SET TASK A: Which distinct files appear in the grep output of the spellchecker thread?
SET TASK B: Carry the spellchecker thread forward from its last line.

PAGE:
My corrections file is up at http://www.kegel.com/spell-fix-dan1.txt
and the patch that produces is
http://www.kegel.com/linux-2.5.63-bk5-spell.patch.bz2.bin
The perl script took about an hour of 450MHz cpu time.
(Might be worth adding a quick path to detect and skip
files with none of the misspelled words. Or just run
on a fast machine...)

I did a spot check, and it looked pretty good, but some
of the fixes are just too pedantic. In particular,
decrementor=decrementer
should probably be dropped from the fix list.

Any other changes people want to see in the script
or the corrections file? Should I add fixes for
uncommon errors (those that happen only in one or two files)?

- Dan

--
Dan Kegel
http://www.kegel.com
http://counter.li.org/cgi-bin/runscript/display-person.cgi?user=78045

2003-03-02 03:20:40

by Steven Cole

[permalink] [raw]
Subject: Re: [PATCH] kernel source spellchecker

On Sat, 2003-03-01 at 19:08, Dan Kegel wrote:
[snipped]
>
> This corrections file is probably good enough to actually use.
> I'm running it against linux-2.5.63-bk5 now...
> - Dan
[snippage]
> Pseudo=Psuedo

Hmm, psuedo didn't get caught. Is psuedo code particularly smooth?

Anyway, looking beyond comments only may catch real bugs.
I found this a few days ago whilst looking for commonly
misspelled words, a much weaker technique than your spellchecker.

[steven@spc5 linus-2.5]$ bk export -tplain ../linux
[steven@spc5 linus-2.5]$ cd ../linux
[steven@spc5 linux]$ find . -type f | xargs grep psuedo
./arch/ppc64/kernel/iSeries_IoMmTable.h:/* allocated the psuedo I/O Address. */
./drivers/base/platform.c: * platform.c - platform 'psuedo' bus for legacy devices
./drivers/scsi/aic7xxx/aic7xxx.seq: * use byte 27 of the SCB as a psuedo-next pointer and to thread a list
./drivers/scsi/g_NCR5380.c: * Perform a psuedo DMA mode read from an NCR53C400 or equivalent
./drivers/scsi/g_NCR5380.c: * Perform a psuedo DMA mode read from an NCR53C400 or equivalent
./drivers/video/skeletonfb.c: * no color palettes are supported. Here a psuedo palette is created
./drivers/video/anakinfb.c: fb_info.psuedo_palette = colreg;
----------------------------------------^^^^^^
This shouldn't even compile.

DATA PROVIDED:
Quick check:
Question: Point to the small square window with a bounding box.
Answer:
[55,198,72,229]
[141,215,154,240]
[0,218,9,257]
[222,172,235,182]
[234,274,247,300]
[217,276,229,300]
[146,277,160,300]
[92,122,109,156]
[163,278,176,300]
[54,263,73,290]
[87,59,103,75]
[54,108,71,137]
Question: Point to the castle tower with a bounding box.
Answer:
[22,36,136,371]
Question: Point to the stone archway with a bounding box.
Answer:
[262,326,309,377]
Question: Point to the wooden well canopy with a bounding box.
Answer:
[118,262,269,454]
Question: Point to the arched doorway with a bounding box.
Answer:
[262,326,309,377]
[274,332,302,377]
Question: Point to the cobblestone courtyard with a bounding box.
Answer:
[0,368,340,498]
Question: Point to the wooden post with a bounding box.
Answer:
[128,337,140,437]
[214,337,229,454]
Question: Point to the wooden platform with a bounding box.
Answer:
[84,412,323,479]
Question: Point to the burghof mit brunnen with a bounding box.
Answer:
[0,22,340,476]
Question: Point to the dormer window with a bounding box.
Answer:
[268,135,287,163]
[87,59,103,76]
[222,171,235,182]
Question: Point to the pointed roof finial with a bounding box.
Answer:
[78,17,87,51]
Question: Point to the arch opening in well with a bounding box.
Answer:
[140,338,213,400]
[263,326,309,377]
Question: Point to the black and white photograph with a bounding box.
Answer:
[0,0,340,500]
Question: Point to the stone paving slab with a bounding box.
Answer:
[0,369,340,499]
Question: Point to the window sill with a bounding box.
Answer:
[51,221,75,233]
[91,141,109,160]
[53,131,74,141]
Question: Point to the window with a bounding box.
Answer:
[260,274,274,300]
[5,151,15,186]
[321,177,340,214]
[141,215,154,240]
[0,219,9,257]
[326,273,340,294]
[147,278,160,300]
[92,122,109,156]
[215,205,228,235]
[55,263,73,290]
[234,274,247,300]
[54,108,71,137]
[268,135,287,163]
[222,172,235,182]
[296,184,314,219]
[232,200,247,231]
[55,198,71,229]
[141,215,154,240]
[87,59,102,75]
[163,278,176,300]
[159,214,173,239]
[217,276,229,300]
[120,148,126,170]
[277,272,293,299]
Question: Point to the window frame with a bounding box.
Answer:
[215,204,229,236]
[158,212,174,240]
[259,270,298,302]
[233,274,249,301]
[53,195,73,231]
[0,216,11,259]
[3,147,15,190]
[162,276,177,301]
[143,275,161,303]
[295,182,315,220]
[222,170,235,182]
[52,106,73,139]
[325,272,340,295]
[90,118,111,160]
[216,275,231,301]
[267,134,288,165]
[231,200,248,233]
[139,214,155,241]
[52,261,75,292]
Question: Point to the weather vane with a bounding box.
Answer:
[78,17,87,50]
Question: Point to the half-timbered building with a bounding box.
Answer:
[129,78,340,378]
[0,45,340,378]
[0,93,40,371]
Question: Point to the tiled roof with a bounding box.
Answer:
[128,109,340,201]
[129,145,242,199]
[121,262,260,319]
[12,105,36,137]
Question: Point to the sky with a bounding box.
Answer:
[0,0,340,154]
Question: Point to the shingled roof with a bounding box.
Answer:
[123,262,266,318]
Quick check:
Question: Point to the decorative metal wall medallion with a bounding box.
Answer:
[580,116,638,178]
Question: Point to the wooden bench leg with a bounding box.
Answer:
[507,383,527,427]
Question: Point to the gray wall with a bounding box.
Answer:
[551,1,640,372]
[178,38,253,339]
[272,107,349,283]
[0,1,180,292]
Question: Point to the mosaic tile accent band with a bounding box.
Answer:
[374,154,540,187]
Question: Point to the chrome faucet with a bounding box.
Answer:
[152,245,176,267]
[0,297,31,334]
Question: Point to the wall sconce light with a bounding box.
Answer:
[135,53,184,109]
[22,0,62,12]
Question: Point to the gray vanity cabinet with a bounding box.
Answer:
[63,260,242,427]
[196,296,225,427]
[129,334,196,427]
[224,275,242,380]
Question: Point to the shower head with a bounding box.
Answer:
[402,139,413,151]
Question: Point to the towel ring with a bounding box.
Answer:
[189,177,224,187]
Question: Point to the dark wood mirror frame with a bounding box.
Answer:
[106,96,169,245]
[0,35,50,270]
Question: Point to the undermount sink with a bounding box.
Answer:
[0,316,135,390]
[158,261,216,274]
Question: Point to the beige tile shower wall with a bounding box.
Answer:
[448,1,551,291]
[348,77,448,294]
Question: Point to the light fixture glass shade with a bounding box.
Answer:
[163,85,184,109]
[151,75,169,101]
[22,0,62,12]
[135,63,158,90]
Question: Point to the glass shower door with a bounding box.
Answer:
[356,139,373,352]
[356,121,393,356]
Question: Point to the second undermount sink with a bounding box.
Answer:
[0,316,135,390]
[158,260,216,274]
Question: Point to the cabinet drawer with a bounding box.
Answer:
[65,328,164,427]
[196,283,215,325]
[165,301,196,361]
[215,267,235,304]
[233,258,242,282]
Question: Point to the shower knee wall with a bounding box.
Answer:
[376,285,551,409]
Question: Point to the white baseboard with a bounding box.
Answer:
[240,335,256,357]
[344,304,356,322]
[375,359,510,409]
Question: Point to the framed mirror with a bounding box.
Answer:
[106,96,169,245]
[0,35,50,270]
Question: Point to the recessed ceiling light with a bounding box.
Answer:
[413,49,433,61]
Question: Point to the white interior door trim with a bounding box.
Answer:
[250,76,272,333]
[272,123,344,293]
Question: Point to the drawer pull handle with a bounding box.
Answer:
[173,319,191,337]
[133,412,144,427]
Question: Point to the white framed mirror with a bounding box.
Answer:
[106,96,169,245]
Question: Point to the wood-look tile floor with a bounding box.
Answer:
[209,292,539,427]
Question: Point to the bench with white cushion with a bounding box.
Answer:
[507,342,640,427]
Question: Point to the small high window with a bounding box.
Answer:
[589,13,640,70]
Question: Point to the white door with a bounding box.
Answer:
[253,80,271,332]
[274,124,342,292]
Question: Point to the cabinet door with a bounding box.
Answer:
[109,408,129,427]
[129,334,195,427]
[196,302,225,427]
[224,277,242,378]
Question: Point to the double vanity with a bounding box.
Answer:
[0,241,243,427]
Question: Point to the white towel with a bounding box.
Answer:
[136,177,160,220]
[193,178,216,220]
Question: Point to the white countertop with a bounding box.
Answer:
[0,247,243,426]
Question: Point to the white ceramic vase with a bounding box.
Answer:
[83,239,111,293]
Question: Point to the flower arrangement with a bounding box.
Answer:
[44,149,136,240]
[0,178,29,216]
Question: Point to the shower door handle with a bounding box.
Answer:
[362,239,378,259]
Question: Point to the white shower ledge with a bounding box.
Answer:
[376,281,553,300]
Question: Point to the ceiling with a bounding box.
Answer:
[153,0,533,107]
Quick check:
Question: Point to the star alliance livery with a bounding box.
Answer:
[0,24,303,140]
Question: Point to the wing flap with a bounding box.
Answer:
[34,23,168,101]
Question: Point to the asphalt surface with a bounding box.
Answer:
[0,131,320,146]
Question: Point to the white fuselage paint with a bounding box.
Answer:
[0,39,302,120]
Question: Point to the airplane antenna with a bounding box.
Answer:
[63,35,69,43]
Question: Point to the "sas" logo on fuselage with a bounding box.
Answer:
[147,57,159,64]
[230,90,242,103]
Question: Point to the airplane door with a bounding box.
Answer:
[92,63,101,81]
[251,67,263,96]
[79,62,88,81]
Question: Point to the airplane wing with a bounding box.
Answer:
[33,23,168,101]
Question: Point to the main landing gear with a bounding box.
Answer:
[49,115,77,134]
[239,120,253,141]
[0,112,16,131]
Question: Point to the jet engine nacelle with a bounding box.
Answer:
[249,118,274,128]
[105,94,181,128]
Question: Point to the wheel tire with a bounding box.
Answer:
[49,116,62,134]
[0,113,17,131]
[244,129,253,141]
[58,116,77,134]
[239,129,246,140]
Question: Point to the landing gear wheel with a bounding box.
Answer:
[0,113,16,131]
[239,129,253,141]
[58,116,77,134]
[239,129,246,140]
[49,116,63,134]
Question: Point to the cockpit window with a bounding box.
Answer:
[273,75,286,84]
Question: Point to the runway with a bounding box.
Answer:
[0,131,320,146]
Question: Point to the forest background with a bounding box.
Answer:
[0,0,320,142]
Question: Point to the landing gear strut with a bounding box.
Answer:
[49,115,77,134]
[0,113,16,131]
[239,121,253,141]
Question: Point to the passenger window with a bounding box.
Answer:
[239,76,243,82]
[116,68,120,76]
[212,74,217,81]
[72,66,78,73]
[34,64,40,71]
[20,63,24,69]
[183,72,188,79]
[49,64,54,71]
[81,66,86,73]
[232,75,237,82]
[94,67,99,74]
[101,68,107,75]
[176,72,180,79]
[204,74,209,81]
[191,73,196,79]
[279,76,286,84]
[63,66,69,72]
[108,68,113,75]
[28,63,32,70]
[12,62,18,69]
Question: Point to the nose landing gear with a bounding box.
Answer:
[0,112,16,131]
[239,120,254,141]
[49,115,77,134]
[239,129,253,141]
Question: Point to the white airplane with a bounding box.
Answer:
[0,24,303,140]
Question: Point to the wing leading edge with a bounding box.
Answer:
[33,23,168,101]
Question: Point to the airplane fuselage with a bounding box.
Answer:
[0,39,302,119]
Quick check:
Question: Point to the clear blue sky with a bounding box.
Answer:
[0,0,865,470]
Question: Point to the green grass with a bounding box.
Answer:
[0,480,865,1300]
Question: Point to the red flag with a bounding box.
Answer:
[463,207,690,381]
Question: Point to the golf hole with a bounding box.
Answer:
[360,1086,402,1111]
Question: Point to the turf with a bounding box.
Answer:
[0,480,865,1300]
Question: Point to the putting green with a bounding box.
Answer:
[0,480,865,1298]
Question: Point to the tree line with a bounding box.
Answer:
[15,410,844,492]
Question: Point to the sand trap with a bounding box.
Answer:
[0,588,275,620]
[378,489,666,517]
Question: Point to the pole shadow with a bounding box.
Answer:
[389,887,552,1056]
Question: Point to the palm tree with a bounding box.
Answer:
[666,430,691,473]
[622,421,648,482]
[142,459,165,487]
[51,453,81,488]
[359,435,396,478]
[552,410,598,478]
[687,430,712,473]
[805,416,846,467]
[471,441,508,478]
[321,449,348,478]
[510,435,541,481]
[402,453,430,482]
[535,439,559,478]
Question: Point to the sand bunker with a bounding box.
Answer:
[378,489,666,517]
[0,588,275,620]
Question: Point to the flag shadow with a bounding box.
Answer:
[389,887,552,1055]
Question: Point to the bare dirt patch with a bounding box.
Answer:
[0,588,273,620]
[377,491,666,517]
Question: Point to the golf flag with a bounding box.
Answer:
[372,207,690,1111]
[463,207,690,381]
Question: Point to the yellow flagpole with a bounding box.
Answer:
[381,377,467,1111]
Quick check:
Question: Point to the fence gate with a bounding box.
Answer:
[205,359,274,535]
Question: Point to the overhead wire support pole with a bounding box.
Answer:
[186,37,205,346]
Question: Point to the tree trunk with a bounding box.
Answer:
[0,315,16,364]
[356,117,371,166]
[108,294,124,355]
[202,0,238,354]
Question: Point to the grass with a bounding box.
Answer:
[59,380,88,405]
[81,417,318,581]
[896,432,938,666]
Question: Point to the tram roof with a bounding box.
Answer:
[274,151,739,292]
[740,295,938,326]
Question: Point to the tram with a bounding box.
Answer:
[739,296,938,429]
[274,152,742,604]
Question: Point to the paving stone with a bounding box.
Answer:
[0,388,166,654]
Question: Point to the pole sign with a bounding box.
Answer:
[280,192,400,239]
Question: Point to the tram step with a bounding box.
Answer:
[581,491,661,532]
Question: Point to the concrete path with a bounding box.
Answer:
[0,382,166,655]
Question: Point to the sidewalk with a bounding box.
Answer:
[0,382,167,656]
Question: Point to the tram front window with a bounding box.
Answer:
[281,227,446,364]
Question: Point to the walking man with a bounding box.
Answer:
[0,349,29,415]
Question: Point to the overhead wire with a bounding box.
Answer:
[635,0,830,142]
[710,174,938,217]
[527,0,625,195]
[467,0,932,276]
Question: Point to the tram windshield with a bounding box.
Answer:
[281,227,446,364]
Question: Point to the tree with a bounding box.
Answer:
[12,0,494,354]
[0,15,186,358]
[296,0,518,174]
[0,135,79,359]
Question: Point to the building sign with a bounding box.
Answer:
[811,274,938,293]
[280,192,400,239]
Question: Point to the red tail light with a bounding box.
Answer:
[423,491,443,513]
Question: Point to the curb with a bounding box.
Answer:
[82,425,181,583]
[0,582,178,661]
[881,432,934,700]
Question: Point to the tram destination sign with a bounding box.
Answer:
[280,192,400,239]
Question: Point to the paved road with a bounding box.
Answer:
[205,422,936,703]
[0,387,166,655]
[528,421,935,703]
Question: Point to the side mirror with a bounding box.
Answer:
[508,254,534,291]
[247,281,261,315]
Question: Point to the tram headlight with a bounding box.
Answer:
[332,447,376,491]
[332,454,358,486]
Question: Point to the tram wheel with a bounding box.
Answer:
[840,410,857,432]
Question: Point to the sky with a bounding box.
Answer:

RIGHT ANSWER A:
./arch/ppc64/kernel/iSeries_IoMmTable.h
./drivers/base/platform.c
./drivers/scsi/aic7xxx/aic7xxx.seq
./drivers/scsi/g_NCR5380.c
./drivers/video/skeletonfb.c
./drivers/video/anakinfb.c

RIGHT ANSWER B:
[steven@spc5 linux]$ find . -name "*.h" | xargs grep pseudo_palette
./drivers/video/i810/i810.h: u32 pseudo_palette[17];
./include/linux/fb.h: void *pseudo_palette; /* Fake palette of 16 colors and

Yep, a mistake all right. Adding the listed author to the cc list.

Steven

2003-03-02 03:35:37

by jw schultz

[permalink] [raw]
Subject: Re: [PATCH] kernel source spellchecker

On Sat, Mar 01, 2003 at 01:20:09PM -0800, Dan Kegel wrote:
> Steven Cole wrote:
> >Once you've loosed your beast upon the tree, I'd suggest that you
> >very carefully look through the resulting diff for inappropriate
> >corrections and redact the unnecessary hunks. In the spelling fixes
> >which I sent to Linus, I redacted hunks which didn't need fixing. For
> >example, Linus making fun of Sun folks' ability to spell, etc. and some
> >comments in French or German for which the spelling was correct in those
> >languages.
>
> Good points.
>
> >In addition to making fixes in the comments in the source, all of
> >Documentation should be fair game.
>
> Yeah, but that's easy :-)
>
> >Then you'll have to contend with the folks whose out-of-tree patches
> >you've borked.
>
> That's a good argument for making the spellfix program polished
> enough that everyone can use it, I think. Those maintaining
> out-of-tree patches can run the tool on their tree, and regenerate
> diffs.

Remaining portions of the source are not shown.